Exercise goal
Extract the listing below in full, unchanged.
####################
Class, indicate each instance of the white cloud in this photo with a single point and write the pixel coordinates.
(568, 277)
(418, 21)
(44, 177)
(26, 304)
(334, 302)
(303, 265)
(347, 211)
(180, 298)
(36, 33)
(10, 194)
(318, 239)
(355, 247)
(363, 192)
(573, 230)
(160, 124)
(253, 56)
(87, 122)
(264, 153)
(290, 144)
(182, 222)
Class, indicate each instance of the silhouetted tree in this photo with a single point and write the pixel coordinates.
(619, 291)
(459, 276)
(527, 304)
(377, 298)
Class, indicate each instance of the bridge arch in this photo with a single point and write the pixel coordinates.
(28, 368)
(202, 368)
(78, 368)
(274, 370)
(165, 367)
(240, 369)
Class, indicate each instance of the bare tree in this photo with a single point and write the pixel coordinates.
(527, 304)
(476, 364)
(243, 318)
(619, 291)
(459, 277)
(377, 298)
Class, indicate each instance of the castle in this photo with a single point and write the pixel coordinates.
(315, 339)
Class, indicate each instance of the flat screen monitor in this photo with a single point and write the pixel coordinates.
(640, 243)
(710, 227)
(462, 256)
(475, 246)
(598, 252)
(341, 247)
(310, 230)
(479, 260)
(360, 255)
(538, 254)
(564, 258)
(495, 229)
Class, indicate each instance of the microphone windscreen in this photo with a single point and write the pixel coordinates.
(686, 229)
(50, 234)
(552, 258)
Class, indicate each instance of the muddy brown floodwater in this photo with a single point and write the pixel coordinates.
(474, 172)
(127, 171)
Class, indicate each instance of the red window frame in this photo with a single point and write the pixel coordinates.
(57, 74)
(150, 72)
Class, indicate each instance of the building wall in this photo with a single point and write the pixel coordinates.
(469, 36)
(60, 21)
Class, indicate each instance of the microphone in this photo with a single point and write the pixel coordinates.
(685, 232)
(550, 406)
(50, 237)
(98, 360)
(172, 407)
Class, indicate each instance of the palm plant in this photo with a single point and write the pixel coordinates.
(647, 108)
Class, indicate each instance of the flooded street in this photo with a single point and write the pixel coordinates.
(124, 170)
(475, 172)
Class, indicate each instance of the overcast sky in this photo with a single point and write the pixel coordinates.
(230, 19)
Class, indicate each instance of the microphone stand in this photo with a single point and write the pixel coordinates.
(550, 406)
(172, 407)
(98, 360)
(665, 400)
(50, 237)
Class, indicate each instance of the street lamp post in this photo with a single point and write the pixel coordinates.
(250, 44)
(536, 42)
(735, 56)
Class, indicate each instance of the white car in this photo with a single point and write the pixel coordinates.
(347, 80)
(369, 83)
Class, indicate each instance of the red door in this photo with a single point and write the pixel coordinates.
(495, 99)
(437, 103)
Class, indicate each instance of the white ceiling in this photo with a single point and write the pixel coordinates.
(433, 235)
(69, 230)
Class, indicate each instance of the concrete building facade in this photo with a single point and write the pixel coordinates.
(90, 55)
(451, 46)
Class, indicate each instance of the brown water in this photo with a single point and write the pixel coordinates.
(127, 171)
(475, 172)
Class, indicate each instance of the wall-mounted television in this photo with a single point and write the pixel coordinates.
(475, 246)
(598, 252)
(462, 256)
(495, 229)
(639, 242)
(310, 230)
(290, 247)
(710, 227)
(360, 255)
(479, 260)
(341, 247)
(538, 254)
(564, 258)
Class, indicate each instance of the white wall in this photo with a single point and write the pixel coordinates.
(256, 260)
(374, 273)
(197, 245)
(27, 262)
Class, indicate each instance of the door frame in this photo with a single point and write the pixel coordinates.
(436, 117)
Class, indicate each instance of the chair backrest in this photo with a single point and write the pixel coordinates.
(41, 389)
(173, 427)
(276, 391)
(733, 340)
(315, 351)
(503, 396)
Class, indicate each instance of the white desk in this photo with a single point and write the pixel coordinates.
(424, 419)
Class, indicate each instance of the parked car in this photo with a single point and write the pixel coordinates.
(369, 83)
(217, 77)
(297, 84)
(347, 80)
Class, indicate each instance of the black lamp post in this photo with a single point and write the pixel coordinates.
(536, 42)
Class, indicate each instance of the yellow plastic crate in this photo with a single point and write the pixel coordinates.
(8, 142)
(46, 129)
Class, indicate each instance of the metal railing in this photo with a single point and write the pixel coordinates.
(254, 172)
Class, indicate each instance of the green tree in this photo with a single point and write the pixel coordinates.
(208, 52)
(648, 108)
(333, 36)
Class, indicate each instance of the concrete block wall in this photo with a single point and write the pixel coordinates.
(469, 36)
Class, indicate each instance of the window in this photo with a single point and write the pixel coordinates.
####################
Answer for this exercise
Class, indicate each instance of the white cloud in this photo with a single point and write the pixel coordinates.
(568, 277)
(418, 21)
(44, 177)
(26, 304)
(334, 302)
(303, 265)
(347, 211)
(180, 298)
(36, 33)
(10, 194)
(318, 239)
(355, 247)
(363, 192)
(573, 230)
(160, 124)
(253, 56)
(87, 122)
(264, 153)
(290, 144)
(182, 222)
Class, indicate each instance of the silhouetted tree in this photo with a single point and write the pixel coordinates.
(619, 291)
(459, 276)
(527, 304)
(377, 298)
Class, indicate each instance of the bridge arch in this photo with a single point and write the pixel coordinates.
(28, 368)
(202, 368)
(78, 368)
(274, 370)
(165, 367)
(240, 369)
Class, indicate each instance of the bare tree in this photo with a single point and write the pixel coordinates.
(527, 304)
(476, 364)
(243, 318)
(619, 291)
(459, 277)
(377, 298)
Class, indicate each instance of the castle in this photo with a single point and write the pixel coordinates.
(315, 339)
Class, indicate each instance of the flat screen monitor in this photo with a single point and write the pixel coordinates.
(640, 243)
(710, 227)
(462, 256)
(475, 246)
(598, 252)
(341, 247)
(310, 230)
(479, 260)
(360, 255)
(538, 254)
(564, 258)
(495, 229)
Class, indicate each instance of the microphone windscreen in this photo with a single point and write the pixel coordinates.
(686, 229)
(50, 234)
(552, 258)
Class, indicate each instance of the muddy brown floodwater in this photo with a single point and write the pixel coordinates.
(474, 172)
(127, 171)
Class, indicate each instance of the red window frame in this photo with a single point and write the pixel coordinates.
(57, 74)
(150, 72)
Class, indicate each instance of the building wall in this photo with a single point and write the pixel coordinates.
(469, 36)
(60, 21)
Class, indicate each instance of the microphone in this photo with a single point and write the pixel coordinates.
(685, 232)
(550, 406)
(50, 237)
(98, 360)
(172, 407)
Class, indicate each instance of the palm plant in this photo with a single point and write the pixel coordinates.
(647, 108)
Class, indicate each instance of the flooded street in this photo with a single point and write the pixel coordinates.
(124, 170)
(475, 172)
Class, indicate each instance of the overcast sky in this photo with a single point and write the pixel coordinates.
(230, 19)
Class, indicate each instance of the microphone stand in this photo with a single point and write the pixel coordinates.
(550, 406)
(172, 407)
(98, 360)
(665, 400)
(50, 237)
Class, indicate each instance of the street lamp post in this photo with a single point and write the pixel coordinates.
(250, 44)
(536, 42)
(735, 56)
Class, indicate each instance of the white car in this photo with a single point and write the pixel coordinates.
(347, 80)
(369, 83)
Class, indicate each instance of the red door in this photo with a single point and write the pixel coordinates.
(495, 99)
(437, 103)
Class, indicate each instance of the white ceiling in this photo with a single point and write the pixel coordinates.
(433, 235)
(69, 230)
Class, indicate each instance of the concrete building facade in this photo with a single point and write the pixel coordinates.
(90, 55)
(451, 46)
Class, indicate each instance of the brown water in this photo with a single point and write the pixel coordinates.
(127, 171)
(475, 172)
Class, indicate each instance of the wall-mounted television in this photo with a single point and write the pixel coordinates.
(475, 246)
(598, 252)
(462, 256)
(495, 229)
(639, 242)
(310, 230)
(290, 247)
(710, 227)
(360, 255)
(479, 260)
(341, 247)
(538, 254)
(564, 258)
Class, indicate each instance of the white wall in this photo with a single point and write the pixel coordinates.
(256, 260)
(374, 273)
(197, 245)
(27, 262)
Class, indicate each instance of the door frame in this photo with a single point and write the pixel coordinates.
(436, 117)
Class, indicate each instance of the chair backrest in this photo with a single point and write the pixel coordinates.
(41, 389)
(173, 427)
(276, 391)
(733, 340)
(315, 351)
(503, 396)
Class, indicate each instance of the white desk in this photo with a single point and write the pixel coordinates.
(424, 419)
Class, indicate each instance of the parked car in this photo with a single point and write the pixel coordinates.
(369, 83)
(217, 77)
(297, 84)
(347, 80)
Class, indicate each instance of the black lamp post in this photo with a single point and write the pixel coordinates.
(536, 42)
Class, indicate each instance of the yellow plastic crate in this photo with a single point and write the pixel coordinates.
(8, 142)
(46, 129)
Class, indicate each instance of the metal railing in this photo with a single point and write the pixel coordinates.
(254, 172)
Class, indicate each instance of the green tree in this photo with a single point and write the pixel coordinates.
(208, 52)
(648, 108)
(333, 36)
Class, indicate each instance of the concrete block wall in this photo with a single point and write the pixel coordinates.
(469, 36)
Class, indicate each instance of the window in this photo with a single point and write the pixel coordinates.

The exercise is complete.